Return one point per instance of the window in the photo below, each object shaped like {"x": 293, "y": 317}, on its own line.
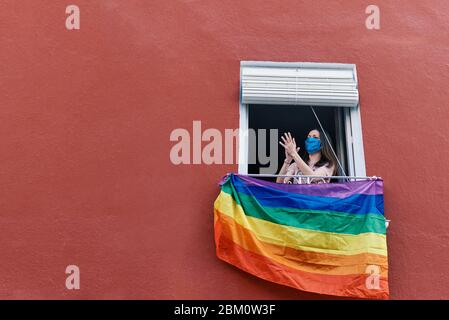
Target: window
{"x": 278, "y": 95}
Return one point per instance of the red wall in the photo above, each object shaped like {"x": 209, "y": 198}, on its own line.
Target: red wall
{"x": 85, "y": 175}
+++
A verbatim copy of the material is needed; pictures are not to appear in it.

Return one point per instance of the window in the photo below, each object shaped like {"x": 293, "y": 317}, on its own line.
Target: window
{"x": 278, "y": 95}
Return one point per instance of the red wall in the photo above, each object shaped like {"x": 209, "y": 198}, on its own line.
Target: red wall
{"x": 85, "y": 175}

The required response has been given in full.